**Problem statement:**
Copy out every line below that contains the word "segment". Case counts.

[BEGIN]

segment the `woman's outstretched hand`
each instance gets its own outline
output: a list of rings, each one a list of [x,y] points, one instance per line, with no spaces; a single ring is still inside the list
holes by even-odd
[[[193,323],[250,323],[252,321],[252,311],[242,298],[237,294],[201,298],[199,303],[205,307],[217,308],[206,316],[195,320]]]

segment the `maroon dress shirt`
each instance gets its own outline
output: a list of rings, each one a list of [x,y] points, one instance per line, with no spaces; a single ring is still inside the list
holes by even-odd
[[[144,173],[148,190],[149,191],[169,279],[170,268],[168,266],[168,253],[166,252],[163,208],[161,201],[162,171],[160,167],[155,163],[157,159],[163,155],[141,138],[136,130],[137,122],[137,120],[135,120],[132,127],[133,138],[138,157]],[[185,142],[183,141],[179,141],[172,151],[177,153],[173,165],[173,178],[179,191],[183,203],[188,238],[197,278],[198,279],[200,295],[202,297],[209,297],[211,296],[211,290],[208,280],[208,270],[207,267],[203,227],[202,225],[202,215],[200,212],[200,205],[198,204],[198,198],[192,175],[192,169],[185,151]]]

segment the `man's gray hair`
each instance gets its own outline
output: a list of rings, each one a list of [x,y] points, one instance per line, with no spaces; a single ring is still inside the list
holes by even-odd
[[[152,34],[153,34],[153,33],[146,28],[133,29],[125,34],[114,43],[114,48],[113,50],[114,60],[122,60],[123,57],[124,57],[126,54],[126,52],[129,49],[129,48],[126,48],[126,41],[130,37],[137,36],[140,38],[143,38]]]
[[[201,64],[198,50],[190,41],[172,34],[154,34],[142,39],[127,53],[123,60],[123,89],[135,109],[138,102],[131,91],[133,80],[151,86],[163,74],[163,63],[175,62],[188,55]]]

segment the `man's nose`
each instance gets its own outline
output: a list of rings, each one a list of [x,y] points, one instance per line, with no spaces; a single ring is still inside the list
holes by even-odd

[END]

**Task solution:**
segment the `woman's outstretched hand`
segment the `maroon dress shirt`
segment the `man's gray hair`
segment the `man's nose`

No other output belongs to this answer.